### Selection ###

# New Camera



## fishphoto (Mar 3, 2005)

My D3 came in this morning - I'll post pics tonight!!!!


----------



## grayfish (Jul 31, 2005)

OH goody. New stuff.


----------



## fishphoto (Mar 3, 2005)

Here's one - ISO 1600.


----------



## Gator_Nutz (Sep 27, 2006)

S W E E E E T
Congrats on what I am sure is one fine piece of technology. So are you trading up next week to the D3X?


----------



## fishphoto (Mar 3, 2005)

I am DONE for this year! Of course B&H got the 24-70 back in stock, so I got one and the 14-24 to go along with it. If the D3x is what they say it will be, I don't want it. More pixels and slower frame rate does nothing for me. Of course, I had a similar opinion about the D3....


----------



## Gator_Nutz (Sep 27, 2006)

Well it sure sounds like you are all set now. Congrats again. I need to see more of what that baby will do with all of that great glass.


----------



## ImReddog (May 15, 2006)

Sorry for the hyjack, but I have a question.
I have a Nikon F2 that I haven't used in years with a number of lens. Can these lens be used on the newer digital cameras? I'm guessing no, but I had to ask.
Thanks,
jra
[email protected]


----------



## RustyBrown (May 29, 2004)

Hate to burst your bubble, but it needs to go back. If you look at the picture they misspelled Nikon. 


Congrats my friend. I think it's James' turn again...right gang?


----------



## Gator_Nutz (Sep 27, 2006)

Sorry guys...there is no way I could come close to keeping up with Brett. My 70-200 is being delivered tomorrow (I'm leaving work early) and I am completely happy...I think


----------



## fishphoto (Mar 3, 2005)

ImReddog said:


> Sorry for the hyjack, but I have a question.

### Material shown ###

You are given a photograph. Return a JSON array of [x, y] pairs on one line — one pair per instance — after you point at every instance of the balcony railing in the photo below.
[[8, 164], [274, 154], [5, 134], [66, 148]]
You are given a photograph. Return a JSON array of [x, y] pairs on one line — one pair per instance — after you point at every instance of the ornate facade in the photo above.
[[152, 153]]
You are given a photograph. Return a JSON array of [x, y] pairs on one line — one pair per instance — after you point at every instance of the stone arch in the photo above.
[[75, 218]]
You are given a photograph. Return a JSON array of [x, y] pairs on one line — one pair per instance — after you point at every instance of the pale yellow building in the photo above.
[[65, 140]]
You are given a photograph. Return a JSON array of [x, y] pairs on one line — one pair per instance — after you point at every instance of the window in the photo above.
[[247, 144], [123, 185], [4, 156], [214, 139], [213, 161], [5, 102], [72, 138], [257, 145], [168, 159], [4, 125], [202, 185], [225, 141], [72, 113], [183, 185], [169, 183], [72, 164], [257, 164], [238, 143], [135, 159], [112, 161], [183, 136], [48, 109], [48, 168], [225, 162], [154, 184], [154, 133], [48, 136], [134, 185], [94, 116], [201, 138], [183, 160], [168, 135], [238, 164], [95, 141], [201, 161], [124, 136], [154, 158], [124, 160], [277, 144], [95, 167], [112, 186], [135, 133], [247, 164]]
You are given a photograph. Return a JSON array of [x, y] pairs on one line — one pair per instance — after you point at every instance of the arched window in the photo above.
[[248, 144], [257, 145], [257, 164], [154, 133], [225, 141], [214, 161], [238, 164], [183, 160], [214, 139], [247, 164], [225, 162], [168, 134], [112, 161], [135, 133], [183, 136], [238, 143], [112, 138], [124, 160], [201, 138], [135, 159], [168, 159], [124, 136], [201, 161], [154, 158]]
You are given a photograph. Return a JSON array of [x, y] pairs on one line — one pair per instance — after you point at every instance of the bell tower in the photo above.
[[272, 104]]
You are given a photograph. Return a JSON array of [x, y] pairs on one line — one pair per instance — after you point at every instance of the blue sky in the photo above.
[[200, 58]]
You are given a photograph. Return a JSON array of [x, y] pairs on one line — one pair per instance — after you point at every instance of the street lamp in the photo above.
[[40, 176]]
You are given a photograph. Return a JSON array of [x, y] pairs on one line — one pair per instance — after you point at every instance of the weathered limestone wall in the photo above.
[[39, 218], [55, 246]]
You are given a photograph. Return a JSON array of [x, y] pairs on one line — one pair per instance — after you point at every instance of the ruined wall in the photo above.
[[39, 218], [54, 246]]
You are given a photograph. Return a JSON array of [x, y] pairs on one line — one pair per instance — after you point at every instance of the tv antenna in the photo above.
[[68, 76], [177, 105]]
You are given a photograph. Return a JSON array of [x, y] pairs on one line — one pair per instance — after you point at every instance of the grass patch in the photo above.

###

Can you quote the camera thread above word for word, from "S W E E E E" to "about the D3...."?

S W E E E E T
Congrats on what I am sure is one fine piece of technology. So are you trading up next week to the D3X?


----------



## fishphoto (Mar 3, 2005)

I am DONE for this year! Of course B&H got the 24-70 back in stock, so I got one and the 14-24 to go along with it. If the D3x is what they say it will be, I don't want it. More pixels and slower frame rate does nothing for me. Of course, I had a similar opinion about the D3....